__THE DATA__

···

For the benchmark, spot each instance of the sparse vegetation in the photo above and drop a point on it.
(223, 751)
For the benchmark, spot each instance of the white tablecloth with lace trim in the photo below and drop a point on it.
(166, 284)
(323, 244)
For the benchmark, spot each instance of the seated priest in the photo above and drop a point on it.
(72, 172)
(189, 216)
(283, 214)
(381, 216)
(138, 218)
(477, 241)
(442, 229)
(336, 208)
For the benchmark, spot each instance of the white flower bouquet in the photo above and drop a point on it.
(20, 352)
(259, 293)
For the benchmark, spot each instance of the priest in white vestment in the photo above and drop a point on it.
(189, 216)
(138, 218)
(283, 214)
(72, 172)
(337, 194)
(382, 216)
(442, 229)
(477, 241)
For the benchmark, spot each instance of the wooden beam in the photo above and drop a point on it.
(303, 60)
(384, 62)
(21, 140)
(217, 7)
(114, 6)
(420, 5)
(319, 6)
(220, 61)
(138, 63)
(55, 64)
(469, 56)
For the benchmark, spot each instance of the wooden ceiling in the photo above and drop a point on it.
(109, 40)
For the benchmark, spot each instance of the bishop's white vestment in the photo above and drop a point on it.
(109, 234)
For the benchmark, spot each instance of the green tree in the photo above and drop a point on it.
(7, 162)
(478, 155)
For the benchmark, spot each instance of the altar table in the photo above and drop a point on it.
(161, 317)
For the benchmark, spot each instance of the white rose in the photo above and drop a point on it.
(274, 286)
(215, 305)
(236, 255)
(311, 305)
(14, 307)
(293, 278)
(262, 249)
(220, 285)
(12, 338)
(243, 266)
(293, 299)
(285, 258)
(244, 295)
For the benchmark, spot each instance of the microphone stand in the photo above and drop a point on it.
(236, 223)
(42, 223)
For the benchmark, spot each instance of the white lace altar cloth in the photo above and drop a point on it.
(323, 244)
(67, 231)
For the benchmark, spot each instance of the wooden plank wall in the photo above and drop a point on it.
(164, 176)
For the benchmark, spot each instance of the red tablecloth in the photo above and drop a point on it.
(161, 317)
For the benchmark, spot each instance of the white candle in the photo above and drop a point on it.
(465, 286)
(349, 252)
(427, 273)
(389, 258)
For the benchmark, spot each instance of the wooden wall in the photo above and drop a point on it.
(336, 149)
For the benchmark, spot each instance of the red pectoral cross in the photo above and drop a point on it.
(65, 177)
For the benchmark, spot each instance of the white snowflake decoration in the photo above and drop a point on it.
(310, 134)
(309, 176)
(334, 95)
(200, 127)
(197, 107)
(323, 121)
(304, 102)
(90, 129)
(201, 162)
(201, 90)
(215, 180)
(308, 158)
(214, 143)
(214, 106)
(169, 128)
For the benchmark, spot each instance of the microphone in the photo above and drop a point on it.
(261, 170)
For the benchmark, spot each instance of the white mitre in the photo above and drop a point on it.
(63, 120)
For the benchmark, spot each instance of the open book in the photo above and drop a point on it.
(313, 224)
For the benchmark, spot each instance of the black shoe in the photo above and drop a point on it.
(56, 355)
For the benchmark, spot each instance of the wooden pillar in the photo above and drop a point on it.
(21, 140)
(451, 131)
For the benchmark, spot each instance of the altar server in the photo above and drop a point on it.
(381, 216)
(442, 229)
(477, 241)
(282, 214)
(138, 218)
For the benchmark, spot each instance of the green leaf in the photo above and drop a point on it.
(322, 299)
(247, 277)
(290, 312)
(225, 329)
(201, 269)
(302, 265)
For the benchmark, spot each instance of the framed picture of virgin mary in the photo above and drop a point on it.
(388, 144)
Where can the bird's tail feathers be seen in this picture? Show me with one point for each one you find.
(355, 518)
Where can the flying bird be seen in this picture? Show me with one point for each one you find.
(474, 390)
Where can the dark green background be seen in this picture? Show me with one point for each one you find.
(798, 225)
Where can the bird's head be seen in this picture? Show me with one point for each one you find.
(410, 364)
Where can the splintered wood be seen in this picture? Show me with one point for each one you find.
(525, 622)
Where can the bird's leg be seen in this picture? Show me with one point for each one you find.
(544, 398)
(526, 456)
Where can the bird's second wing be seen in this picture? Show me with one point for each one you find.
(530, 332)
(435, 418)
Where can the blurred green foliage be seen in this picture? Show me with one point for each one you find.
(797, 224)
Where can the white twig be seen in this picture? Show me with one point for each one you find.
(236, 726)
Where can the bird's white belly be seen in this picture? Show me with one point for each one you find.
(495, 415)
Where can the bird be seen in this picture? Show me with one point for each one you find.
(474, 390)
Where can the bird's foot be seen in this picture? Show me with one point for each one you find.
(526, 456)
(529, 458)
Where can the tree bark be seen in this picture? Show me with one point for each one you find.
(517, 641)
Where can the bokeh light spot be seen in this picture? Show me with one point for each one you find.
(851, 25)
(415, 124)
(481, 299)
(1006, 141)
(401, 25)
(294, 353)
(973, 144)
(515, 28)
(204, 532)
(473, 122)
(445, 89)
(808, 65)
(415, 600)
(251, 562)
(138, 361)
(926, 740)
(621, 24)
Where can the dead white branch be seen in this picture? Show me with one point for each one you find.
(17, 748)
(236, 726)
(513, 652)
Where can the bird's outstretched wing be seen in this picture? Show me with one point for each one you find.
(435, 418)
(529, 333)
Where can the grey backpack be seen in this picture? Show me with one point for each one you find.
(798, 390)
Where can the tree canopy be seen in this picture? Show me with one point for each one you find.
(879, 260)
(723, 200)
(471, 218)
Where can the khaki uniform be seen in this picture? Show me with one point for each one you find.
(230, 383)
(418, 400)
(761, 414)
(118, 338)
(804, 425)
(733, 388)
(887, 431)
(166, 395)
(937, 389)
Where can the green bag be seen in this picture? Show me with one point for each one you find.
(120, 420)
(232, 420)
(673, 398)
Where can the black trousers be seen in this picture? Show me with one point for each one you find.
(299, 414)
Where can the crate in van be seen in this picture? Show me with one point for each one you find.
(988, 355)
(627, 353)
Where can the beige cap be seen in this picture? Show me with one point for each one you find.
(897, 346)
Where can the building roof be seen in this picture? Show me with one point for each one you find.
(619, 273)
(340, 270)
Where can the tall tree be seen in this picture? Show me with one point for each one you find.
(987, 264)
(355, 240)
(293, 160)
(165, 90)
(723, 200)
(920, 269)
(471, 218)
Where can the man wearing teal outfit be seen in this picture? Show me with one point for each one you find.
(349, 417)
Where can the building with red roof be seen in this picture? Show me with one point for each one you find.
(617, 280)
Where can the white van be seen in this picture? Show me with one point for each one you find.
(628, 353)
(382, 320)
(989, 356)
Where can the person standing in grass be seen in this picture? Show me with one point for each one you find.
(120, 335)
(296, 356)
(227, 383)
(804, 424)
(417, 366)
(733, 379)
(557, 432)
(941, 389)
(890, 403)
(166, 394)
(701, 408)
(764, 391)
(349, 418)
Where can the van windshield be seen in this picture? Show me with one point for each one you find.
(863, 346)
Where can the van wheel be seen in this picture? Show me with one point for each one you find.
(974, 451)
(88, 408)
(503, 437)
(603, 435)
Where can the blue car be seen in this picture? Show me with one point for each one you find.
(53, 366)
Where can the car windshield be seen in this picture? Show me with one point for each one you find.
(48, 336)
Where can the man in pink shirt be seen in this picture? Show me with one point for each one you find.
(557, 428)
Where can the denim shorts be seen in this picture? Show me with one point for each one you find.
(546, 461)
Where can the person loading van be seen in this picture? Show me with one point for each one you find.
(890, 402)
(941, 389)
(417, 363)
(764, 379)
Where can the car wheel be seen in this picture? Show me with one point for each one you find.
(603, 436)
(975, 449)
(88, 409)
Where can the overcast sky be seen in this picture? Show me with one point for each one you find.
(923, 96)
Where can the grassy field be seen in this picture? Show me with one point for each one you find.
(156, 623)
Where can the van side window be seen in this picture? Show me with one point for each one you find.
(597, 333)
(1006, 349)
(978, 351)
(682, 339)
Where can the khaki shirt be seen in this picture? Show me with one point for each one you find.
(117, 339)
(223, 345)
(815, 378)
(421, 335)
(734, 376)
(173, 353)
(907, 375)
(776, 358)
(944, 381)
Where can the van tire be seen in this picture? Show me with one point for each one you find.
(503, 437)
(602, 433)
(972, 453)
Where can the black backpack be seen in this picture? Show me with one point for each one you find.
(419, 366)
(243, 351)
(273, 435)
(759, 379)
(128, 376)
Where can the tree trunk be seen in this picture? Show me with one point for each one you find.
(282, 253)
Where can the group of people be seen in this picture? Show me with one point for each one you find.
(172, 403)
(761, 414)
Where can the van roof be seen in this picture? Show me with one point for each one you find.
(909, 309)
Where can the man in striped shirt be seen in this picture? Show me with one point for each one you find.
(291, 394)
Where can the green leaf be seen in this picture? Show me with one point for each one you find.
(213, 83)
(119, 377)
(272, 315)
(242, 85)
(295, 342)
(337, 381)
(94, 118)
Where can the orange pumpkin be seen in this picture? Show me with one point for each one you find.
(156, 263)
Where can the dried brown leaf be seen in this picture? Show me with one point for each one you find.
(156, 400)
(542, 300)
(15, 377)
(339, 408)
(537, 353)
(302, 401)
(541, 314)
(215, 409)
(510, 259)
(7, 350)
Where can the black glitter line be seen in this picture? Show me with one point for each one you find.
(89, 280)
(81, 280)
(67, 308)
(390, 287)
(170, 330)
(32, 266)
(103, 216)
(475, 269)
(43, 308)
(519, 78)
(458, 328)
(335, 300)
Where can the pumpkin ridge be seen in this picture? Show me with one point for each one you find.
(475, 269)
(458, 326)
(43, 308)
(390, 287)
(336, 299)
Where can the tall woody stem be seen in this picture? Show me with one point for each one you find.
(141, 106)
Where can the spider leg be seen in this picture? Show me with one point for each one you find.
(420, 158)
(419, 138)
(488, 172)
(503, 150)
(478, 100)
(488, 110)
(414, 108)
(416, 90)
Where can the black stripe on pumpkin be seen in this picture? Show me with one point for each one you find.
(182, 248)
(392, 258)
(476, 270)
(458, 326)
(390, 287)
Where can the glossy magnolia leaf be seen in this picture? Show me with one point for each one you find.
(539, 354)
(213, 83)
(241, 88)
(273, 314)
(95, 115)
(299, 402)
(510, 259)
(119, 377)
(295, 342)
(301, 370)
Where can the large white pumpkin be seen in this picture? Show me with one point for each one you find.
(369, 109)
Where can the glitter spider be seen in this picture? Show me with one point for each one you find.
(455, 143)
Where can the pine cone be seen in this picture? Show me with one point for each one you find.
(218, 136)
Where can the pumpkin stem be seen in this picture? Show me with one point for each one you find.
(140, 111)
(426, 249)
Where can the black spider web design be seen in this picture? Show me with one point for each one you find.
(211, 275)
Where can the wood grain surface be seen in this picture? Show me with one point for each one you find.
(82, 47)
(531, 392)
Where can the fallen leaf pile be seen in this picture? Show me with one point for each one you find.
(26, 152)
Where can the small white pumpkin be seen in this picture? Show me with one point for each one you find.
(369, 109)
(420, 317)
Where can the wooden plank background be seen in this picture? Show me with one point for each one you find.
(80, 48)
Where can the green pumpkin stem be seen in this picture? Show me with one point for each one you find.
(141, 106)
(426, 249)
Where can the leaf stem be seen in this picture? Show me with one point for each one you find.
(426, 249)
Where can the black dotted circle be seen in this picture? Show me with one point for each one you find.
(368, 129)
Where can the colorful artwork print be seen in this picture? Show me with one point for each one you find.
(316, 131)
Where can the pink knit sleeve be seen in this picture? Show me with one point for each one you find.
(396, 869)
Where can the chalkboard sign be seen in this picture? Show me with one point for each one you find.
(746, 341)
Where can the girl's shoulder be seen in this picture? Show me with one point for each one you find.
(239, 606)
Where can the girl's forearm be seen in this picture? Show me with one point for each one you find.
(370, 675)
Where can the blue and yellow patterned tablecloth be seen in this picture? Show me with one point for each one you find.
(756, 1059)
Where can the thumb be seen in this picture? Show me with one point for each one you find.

···

__WHAT YOU HAVE TO DO__
Extract every line from the one containing "Where can the pink" to the end of the entries, including both of those lines, exactly as given and with nothing added.

__FULL ANSWER__
Where can the pink knit sleeve be seen in this picture? Show me with one point for each one you find.
(396, 869)
Where can the chalkboard sign be seen in this picture? Show me with one point for each one you find.
(746, 341)
Where can the girl's shoulder be seen in this picture? Show me with one point for each one you find.
(239, 606)
Where can the girl's forearm be seen in this picture? Show me with one point for each one you find.
(370, 675)
Where can the blue and yellow patterned tablecloth be seen in this picture? Show me with one point for each one you find.
(756, 1059)
Where can the thumb be seen in this picture? Show me with one point for each one you find.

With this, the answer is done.